■ **Work to be completed**
Count the lines in the records below that contain the string "window", matching case exactly, and reply with only that number.

____ Record extracts

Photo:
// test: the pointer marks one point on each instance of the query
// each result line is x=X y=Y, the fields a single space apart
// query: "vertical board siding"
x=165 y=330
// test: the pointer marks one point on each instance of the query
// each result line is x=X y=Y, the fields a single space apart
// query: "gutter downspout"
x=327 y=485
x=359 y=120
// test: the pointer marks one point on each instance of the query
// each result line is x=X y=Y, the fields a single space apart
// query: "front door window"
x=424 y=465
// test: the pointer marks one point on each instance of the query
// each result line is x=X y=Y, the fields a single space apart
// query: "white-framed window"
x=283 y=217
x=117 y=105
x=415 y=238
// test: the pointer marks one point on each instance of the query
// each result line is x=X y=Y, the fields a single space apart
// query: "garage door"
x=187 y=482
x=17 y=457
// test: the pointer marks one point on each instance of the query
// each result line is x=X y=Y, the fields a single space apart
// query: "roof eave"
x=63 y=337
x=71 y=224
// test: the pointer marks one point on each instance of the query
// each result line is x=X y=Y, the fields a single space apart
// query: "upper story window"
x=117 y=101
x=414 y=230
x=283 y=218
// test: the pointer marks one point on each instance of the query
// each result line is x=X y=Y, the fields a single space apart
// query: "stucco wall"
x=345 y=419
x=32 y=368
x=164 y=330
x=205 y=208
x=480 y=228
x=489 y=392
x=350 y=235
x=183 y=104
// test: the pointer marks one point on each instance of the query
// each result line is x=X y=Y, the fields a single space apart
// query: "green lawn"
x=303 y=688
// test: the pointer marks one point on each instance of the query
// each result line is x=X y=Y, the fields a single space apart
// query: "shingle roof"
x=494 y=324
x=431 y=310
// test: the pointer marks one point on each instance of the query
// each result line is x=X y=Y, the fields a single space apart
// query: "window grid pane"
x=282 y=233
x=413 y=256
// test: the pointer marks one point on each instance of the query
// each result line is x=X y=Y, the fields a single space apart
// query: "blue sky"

________

■ **Result of this exercise**
4